Exercise instructions — Every entry must appear in the answer exactly as it does here.

= = = = =

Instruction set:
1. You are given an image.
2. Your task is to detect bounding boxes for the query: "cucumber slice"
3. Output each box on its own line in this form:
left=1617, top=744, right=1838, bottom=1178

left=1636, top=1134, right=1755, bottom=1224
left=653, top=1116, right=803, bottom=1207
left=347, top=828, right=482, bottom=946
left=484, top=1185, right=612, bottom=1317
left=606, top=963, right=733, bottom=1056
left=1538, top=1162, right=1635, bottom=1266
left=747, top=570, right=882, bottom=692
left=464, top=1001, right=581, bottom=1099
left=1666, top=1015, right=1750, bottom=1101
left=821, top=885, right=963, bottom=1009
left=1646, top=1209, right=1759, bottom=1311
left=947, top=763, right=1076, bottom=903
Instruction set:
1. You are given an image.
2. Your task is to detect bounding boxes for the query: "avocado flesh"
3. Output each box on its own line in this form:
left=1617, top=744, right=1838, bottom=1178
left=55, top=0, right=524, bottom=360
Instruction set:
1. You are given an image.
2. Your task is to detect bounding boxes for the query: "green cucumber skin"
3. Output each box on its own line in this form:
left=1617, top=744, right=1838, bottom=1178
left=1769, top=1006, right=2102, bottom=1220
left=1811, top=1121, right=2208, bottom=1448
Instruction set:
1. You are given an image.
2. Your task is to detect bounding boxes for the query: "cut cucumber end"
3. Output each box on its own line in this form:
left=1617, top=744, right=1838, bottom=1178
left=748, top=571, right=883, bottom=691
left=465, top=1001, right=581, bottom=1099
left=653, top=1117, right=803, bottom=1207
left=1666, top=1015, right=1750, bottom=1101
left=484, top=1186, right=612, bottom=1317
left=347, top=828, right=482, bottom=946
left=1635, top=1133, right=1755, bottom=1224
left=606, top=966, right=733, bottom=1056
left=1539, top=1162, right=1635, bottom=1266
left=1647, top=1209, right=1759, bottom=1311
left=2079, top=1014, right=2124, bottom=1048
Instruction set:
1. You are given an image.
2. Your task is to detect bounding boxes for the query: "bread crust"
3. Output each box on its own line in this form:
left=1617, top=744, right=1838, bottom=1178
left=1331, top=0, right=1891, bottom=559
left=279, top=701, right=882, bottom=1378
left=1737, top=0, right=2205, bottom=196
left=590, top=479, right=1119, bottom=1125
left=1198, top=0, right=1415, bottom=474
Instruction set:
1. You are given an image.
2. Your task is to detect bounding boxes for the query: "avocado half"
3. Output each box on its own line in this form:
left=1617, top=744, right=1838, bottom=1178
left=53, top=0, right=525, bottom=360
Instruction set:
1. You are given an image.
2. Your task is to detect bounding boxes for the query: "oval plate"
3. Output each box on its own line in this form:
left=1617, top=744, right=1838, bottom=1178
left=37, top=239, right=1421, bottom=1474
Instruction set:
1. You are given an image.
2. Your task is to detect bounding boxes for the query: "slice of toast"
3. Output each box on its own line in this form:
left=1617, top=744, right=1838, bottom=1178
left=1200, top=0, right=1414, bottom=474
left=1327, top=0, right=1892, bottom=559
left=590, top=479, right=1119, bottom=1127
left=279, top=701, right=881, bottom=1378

= = = = =

Answer space —
Instruction set:
1. You are given an image.
2. Your task is to detect bounding boxes for the query: "cucumber slice"
3. Output each box on its own line in this form:
left=1617, top=744, right=1838, bottom=1178

left=1636, top=1134, right=1755, bottom=1224
left=653, top=1116, right=803, bottom=1207
left=347, top=828, right=482, bottom=946
left=484, top=1185, right=612, bottom=1317
left=606, top=963, right=733, bottom=1056
left=1538, top=1162, right=1635, bottom=1266
left=747, top=570, right=882, bottom=692
left=464, top=1001, right=581, bottom=1099
left=1666, top=1015, right=1750, bottom=1101
left=821, top=885, right=963, bottom=1009
left=1646, top=1209, right=1759, bottom=1311
left=947, top=763, right=1076, bottom=903
Instruction set:
1. You are given an image.
2. Your task is to detect bounding boxes for the query: "avocado flesh"
3. Output each box on its own line in this form:
left=1617, top=744, right=1838, bottom=1178
left=55, top=0, right=524, bottom=360
Instruction set:
1. You are given an image.
2. Your task is to detect bounding boxes for the query: "green cucumber skin"
3. Output each box on its own line in this form:
left=1617, top=744, right=1838, bottom=1178
left=1769, top=1006, right=2102, bottom=1220
left=1811, top=1121, right=2208, bottom=1448
Instruction set:
1. You are given an image.
2. Your task is to detect bounding boxes for the query: "cut cucumber end"
3. Output each box on its own line in this form:
left=1617, top=744, right=1838, bottom=1178
left=748, top=571, right=883, bottom=691
left=465, top=1001, right=581, bottom=1099
left=653, top=1117, right=803, bottom=1207
left=1666, top=1015, right=1750, bottom=1101
left=484, top=1186, right=612, bottom=1317
left=347, top=828, right=482, bottom=946
left=1635, top=1133, right=1755, bottom=1224
left=606, top=966, right=733, bottom=1056
left=1539, top=1162, right=1635, bottom=1266
left=1647, top=1209, right=1759, bottom=1311
left=2079, top=1014, right=2124, bottom=1048
Instruction set:
1. You are given an image.
2. Your task is to detect bounding boxes for the query: "bread crust"
3. Output each box on its own line in this form:
left=1617, top=744, right=1838, bottom=1178
left=1331, top=0, right=1891, bottom=559
left=279, top=701, right=882, bottom=1378
left=1737, top=0, right=2205, bottom=196
left=590, top=479, right=1119, bottom=1125
left=1198, top=0, right=1415, bottom=474
Instruction set:
1. You are given an image.
2. Your task is to detect bounding boxes for the query: "avocado half"
3. Output each box on its own line in this form:
left=1617, top=744, right=1838, bottom=1178
left=53, top=0, right=525, bottom=360
Instruction set:
1. You are given an image.
2. Your task is to detect bounding boxes for the query: "oval plate"
3. Output each box on its own line in this form:
left=1617, top=744, right=1838, bottom=1178
left=37, top=239, right=1421, bottom=1474
Instruction set:
1. You are given an image.
2. Your task is to detect bounding boxes for the query: "slice of toast"
3. Output each box on its own line in this form:
left=1617, top=744, right=1838, bottom=1178
left=1200, top=0, right=1414, bottom=474
left=1327, top=0, right=1892, bottom=559
left=590, top=479, right=1119, bottom=1127
left=279, top=701, right=881, bottom=1378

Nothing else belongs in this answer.